**** PAGE TEXT ****

Ka Kha Ga Gha is a wholesome comedy that is also a self-reflexive film. The story revolves around 72-year-old Madhab Duta (Paran Bandopadhyay) who left his parents behind to find a footing in the film industry as a hero. Sadly, his dreams remained unfulfilled. He turns his Kolkata residence into a mess offering shelter to youngsters who have come with dreams of making it in films. How the older man and his batch of tenants realize their dream makes for the rest of the story.

The core of this film, directed by Krishnendu Chatterji, takes us back to Nadira Babbar’s Ekjut’s wonderful play Yeh Hai Bambai Meri Jaan, which sustains its popularity across audiences of all classes. The subject is not exactly new but it takes on a solid premise that is quite convincing. The strange title of the film, Ka Kha Ga Gha is the name of a group that, under the guidance of Madhab Dutta, take up a mission that will fulfill their dreams of producing a dream film which they will be a part of in different ways. The name is coined from the first letter of the names of four members of the group – Kalyan, Kharaj, Ganesh and Ghanta. This does not quite reflect positively on their imagination and that sort of sets the pace of the film.

The opening is emotionally touching. Madhab Dutta who runs a small tea-shop in the complex of a film studio does not tire of repeating the story of his unfulfilled dreams to his customers who are also his friends. During one of these narrations, he goes back to his past when he tells his father that he is not interested in the family business but wants to go to Kolkata to become an actor. This brief flashback is woven beautifully into the present that shows Madhab Dutta in his present age while his parents are shown like they were in the past. It is stylized to reflect a bygone age and that makes it a telling moment in the film. Madhab Dutta’s long track record in failing to fulfill his dreams has gifted him with the foresight of recognizing young men walking into the studio as having come to make it in films. He admits that though he came to become Uttam Kumar, he has worked with many great actors as an ‘extra’.

****

* _EXERCISE INSTRUCTIONS_
1. According to the film review, who directed Ka Kha Ga Gha?
2. Put this sentence from the film review into Spanish: "He turns his Kolkata residence into a mess offering shelter to youngsters who have come with dreams of making it in films."
3. Go on with the review of Ka Kha Ga Gha, picking up after its last sentence.
The entries after this point are separate material, unrelated to the film review.

**** DATA ENTRIES ****

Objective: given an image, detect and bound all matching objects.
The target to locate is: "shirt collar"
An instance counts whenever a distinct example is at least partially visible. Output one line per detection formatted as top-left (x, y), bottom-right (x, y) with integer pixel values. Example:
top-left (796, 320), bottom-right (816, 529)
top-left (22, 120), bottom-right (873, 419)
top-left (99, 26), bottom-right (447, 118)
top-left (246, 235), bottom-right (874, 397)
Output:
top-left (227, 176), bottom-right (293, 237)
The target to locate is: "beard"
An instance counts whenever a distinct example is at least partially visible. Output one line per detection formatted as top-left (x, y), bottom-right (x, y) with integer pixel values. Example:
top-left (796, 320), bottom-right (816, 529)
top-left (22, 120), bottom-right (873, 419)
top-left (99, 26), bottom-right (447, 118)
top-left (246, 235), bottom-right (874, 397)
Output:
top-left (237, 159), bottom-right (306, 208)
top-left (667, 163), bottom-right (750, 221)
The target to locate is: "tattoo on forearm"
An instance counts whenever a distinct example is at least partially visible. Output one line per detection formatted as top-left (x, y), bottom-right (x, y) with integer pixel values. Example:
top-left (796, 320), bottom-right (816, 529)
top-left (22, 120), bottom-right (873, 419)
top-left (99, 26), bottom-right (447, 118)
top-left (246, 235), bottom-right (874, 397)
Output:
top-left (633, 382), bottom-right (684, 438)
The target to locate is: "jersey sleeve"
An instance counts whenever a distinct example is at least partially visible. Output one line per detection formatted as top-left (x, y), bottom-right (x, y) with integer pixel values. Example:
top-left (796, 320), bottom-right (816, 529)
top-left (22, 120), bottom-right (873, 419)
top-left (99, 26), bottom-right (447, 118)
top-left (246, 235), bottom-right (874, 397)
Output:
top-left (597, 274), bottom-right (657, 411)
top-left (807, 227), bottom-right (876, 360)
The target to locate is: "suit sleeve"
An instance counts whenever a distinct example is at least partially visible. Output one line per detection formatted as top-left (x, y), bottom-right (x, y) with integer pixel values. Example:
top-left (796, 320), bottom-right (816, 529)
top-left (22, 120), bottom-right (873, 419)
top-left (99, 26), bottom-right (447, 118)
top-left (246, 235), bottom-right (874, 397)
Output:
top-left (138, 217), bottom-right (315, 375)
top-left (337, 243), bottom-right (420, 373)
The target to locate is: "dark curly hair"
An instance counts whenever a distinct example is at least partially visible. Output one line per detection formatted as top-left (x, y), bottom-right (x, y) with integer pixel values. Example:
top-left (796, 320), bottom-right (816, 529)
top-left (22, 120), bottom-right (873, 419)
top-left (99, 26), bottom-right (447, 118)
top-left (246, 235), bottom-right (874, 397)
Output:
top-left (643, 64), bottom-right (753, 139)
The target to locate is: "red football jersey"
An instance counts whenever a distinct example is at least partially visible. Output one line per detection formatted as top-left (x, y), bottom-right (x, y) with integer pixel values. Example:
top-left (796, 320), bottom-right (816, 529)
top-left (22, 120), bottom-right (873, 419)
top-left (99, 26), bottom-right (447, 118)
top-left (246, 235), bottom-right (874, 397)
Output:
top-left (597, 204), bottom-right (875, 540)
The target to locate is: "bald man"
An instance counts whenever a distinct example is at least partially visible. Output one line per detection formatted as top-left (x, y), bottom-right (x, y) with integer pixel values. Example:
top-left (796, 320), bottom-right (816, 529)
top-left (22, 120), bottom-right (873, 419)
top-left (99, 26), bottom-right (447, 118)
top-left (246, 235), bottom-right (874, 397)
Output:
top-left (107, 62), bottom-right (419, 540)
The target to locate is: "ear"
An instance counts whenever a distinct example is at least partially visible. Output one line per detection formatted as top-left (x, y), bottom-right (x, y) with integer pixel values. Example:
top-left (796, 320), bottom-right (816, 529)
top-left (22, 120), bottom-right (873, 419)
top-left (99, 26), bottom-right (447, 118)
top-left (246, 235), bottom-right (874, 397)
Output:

****

* _ANSWERS IN ORDER_
1. Krishnendu Chatterji

2. Convierte su residencia de Calcuta en una pensión que da refugio a jóvenes que han llegado con el sueño de triunfar en el cine.

3.
Trust a veteran actor like Paran Bandopadhyay to do more than justice to the character of Madhab Dutta, the ‘hero, of this rather unusual film. The youngsters, who stay in his mess and to whom he is mentor to, are a varied lot but only Lama and Samadarshi are able to inject their sketchy characters with some flesh and blood while the others are much too clichéd to make an impression. Aparajita Adya as the biscuit factory owner’s wife who obsesses with begetting a child even 25 years after marriage is a scream; she is so good. It is a character with several shades and she performs it to perfection. Kaushik Ganguly, who is perhaps a better actor than director, plays the biscuit factory owner with the hilarious touch of explaining and understanding anything and everything with biscuits. One room in his home is wallpapered entirely with biscuits of different kinds. The director could have drawn more out of this character but he fails to mainly because the film begins to drag when the camera and the script focus too much on the mess residents and that too without much logic.

The songs (Anindya Chatterjee) and the background score (Prabuddha Banerjee) fit neatly into the simple ambience of the film and one duet belted out by Shreya Ghoshal and Arijit Singh brings out the subtle romance of the scene between one of the would-be actors and his girlfriend very well. The director has also cleverly incorporated an item number inside a biscuit factory without it looking like a needless intrusion. The camera, though, moves all over distractedly in the beginning to thankfully steady down as the narrative unfolds. The location of the mess in a narrow lane in the northern part of Kolkata brings with it a touch of nostalgia for old timers. However, Ka Kha Ga Gha could have been a much better film if the director had controlled the temptation to go on with the story when he could have done it within 80 minutes to begin with. At 136 minutes, for all its little moments, its appears highly stretched.